Task details: Copy out each line exactly as it appears.

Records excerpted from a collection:
----

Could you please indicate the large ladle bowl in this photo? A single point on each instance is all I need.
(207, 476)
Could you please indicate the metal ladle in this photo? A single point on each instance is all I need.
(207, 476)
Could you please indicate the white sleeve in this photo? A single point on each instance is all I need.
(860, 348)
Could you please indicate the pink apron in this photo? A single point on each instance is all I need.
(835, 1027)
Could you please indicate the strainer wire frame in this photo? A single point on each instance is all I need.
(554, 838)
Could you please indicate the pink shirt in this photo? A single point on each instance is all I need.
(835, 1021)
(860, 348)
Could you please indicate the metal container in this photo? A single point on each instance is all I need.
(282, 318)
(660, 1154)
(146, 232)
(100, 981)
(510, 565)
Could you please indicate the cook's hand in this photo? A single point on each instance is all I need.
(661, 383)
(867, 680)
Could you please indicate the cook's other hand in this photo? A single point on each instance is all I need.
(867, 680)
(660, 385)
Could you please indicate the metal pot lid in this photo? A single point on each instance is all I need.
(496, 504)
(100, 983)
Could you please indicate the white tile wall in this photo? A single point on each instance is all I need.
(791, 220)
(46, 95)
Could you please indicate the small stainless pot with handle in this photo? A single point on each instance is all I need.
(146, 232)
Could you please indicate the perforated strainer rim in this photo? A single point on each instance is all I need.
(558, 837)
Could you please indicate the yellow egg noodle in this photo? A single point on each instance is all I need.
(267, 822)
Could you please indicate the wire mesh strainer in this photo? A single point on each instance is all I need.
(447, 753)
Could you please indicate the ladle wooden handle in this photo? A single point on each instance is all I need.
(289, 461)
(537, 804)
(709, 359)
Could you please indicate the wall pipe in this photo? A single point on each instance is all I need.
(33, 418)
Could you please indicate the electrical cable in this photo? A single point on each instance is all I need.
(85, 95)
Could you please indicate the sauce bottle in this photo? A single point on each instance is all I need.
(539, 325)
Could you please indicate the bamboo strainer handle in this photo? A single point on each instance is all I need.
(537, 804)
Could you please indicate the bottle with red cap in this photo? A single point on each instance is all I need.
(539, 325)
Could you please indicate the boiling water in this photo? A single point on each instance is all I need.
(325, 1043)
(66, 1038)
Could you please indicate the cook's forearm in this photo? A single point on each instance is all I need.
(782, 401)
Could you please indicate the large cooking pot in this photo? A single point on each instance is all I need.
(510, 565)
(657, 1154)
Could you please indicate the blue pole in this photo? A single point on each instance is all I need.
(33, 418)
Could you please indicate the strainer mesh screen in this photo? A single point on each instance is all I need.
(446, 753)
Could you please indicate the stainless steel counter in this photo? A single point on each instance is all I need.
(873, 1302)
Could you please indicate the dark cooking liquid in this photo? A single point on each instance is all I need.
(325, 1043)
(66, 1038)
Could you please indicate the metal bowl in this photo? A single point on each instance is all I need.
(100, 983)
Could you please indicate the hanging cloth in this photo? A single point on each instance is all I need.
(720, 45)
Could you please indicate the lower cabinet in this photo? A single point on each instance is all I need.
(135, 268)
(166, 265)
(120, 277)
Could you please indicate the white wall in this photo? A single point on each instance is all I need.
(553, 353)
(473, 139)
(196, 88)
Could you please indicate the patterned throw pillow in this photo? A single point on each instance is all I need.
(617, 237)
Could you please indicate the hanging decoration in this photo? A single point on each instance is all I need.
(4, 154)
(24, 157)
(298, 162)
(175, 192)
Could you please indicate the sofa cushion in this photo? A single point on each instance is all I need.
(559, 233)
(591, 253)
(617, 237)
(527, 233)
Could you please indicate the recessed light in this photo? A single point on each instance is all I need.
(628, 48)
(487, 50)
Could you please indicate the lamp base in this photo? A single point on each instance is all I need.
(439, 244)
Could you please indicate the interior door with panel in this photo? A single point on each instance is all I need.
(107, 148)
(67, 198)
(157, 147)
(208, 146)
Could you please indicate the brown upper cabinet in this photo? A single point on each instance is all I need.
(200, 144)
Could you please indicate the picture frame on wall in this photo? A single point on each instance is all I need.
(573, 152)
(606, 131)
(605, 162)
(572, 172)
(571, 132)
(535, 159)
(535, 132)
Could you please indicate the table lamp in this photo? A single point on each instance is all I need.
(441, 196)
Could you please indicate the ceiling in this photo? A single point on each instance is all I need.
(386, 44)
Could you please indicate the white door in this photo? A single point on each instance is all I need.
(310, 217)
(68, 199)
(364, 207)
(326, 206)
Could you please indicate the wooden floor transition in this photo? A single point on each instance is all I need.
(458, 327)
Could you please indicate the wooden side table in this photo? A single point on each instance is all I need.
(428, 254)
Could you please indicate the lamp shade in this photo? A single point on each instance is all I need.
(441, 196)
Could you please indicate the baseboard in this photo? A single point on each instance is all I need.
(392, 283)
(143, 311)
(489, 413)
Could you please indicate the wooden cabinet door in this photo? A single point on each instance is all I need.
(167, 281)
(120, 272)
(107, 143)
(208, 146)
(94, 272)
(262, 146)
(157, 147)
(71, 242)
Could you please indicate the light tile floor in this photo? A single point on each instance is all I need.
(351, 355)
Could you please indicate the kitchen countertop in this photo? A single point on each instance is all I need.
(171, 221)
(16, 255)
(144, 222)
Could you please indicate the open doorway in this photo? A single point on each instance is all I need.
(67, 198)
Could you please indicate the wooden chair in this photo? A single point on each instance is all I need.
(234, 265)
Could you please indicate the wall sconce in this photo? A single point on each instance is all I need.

----

Written reply:
Could you please indicate the large ladle bowl in this photo? A single point on each instance is all I need.
(207, 476)
Could you please indicate the metal ladle in this photo? A single point on each instance is all I need.
(207, 476)
Could you please indicate the white sleeve in this photo? A single point on each instance is all I need.
(860, 348)
Could you please indicate the pink apron in this photo? A single point on each instance is all I need.
(835, 1027)
Could you please indicate the strainer wire frame in this photo? A single point on each instance is all I need.
(554, 838)
Could you please indicate the pink shirt in this photo? A single point on each instance is all I need.
(835, 1021)
(860, 348)
Could you please indicate the metal container in this photo? A single point on each instance is all I need.
(282, 318)
(660, 1154)
(146, 232)
(100, 981)
(510, 565)
Could you please indicate the cook's hand in this photo? A single point on each instance is all I need.
(661, 383)
(867, 680)
Could you please indicate the cook's other hand in this photo? A single point on each instance is all I need.
(867, 680)
(660, 385)
Could you please indicate the metal pot lid in this photo? A single point on each instance is all I need.
(496, 504)
(100, 983)
Could you please indicate the white tile wall in this photo? A single point on each instance is all I need.
(791, 220)
(46, 95)
Could you please indicate the small stainless pot with handle in this photo? A single point on each instance is all I need.
(146, 232)
Could you please indicate the perforated strainer rim in this photo? A single point on each instance is all I need.
(558, 837)
Could you please indicate the yellow egg noodle in this photo? A single point on each instance is all I need.
(267, 822)
Could you please indicate the wire mesh strainer in this photo? A single point on each instance is all I need.
(447, 753)
Could you please indicate the ladle wooden handle in this photo? A single point on each instance is all I need.
(289, 461)
(537, 804)
(709, 359)
Could you please indicate the wall pipe in this photo? A single point on each instance is all I need.
(33, 418)
Could you please indicate the electrical cable in this photo? A single point on each instance is all I need.
(85, 95)
Could you please indicate the sauce bottle in this photo? A single point on each instance is all I need.
(539, 325)
Could you please indicate the bamboo strainer handle in this photo? A single point on each instance is all I need.
(537, 804)
Could you please indicate the bottle with red cap in this photo? A single point on each instance is all I need.
(539, 325)
Could you please indicate the boiling water in this photo? A single point on each instance is all I need.
(325, 1043)
(66, 1038)
Could you please indicate the cook's forearm in this photo? A single point on each instance is all I need.
(782, 401)
Could you please indicate the large cooking pot in this photo? A single point on each instance is all I need.
(510, 565)
(657, 1154)
Could you please indicate the blue pole in this photo? A single point on each instance is all I need.
(33, 418)
Could you please indicate the strainer mesh screen in this photo? A single point on each instance is all I need.
(446, 753)
Could you please indicate the stainless steel counter in this photo? A single point on each instance is all I need.
(873, 1302)
Could you please indicate the dark cooking liquid in this photo? A single point on each instance is all I need.
(325, 1043)
(66, 1038)
Could you please indicate the metal bowl in this photo? A single point on each instance is all I need.
(100, 983)
Could you please indicate the hanging cloth in this photo? A single point on each instance is all I need.
(720, 45)
Could you please indicate the lower cabinet in this photo? A single point on each instance is all I need.
(135, 268)
(166, 265)
(120, 277)
Could you please indicate the white wall in this photo? A single point on each instance is all I need.
(553, 353)
(473, 139)
(196, 88)
Could you please indicate the patterned throw pillow in this photo? A single point on each instance is all I need.
(617, 237)
Could you please indicate the hanging decoration in this photo? A single point on each instance is all I need.
(4, 154)
(24, 157)
(298, 162)
(175, 192)
Could you please indicate the sofa cushion in this photo? A single point on each instance is all I need.
(559, 233)
(591, 253)
(617, 237)
(527, 233)
Could you please indicate the recessed light in this photo? A single point on each instance is all I need.
(628, 48)
(487, 50)
Could you please indicate the lamp base in this photo? A single point on each instance is all I need.
(439, 244)
Could you please indicate the interior door with panel in this photo? A single point on each instance is all I need.
(107, 148)
(67, 198)
(157, 147)
(208, 146)
Could you please indicate the brown upper cabinet in this photo? A single point on each instance is all I need.
(200, 144)
Could you please indicate the picture frame on wall in this photo? A single point on each instance is all I need.
(573, 152)
(606, 131)
(605, 162)
(572, 172)
(571, 132)
(535, 159)
(535, 132)
Could you please indicate the table lamp in this photo? A single point on each instance is all I need.
(441, 196)
Could you please indicate the ceiling in this photo? A single point on each instance is all I need.
(386, 44)
Could you please indicate the white door in this photo? A single point on each instance is all I need.
(310, 217)
(68, 199)
(364, 207)
(326, 206)
Could you please indicate the wooden floor transition in this photo? A single point on each instance is all I need.
(458, 327)
Could you please indicate the wooden side table in this photo? A single point on each instance is all I need.
(428, 254)
Could you please indicate the lamp shade in this photo? A single point on each instance is all I need.
(441, 196)
Could you please indicate the baseboard in this photo? A single point on each instance is all I need.
(392, 283)
(143, 311)
(489, 413)
Could you please indicate the wooden cabinet door in this photo? A single point on each instance is all I need.
(167, 281)
(120, 272)
(107, 143)
(208, 146)
(94, 272)
(262, 146)
(157, 147)
(71, 242)
Could you please indicate the light tile floor in this photo? A single point on each instance is all I need.
(351, 355)
Could you please indicate the kitchen countertop in this photo? A single point on each instance is all I need.
(171, 221)
(16, 255)
(144, 222)
Could you please indicate the open doorway in this photo? A single point on each instance is all I need.
(67, 198)
Could you please indicate the wooden chair in this photo? A single point on each instance is all I need.
(234, 265)
Could you please indicate the wall sconce in this photo? A single point on each instance is all I need.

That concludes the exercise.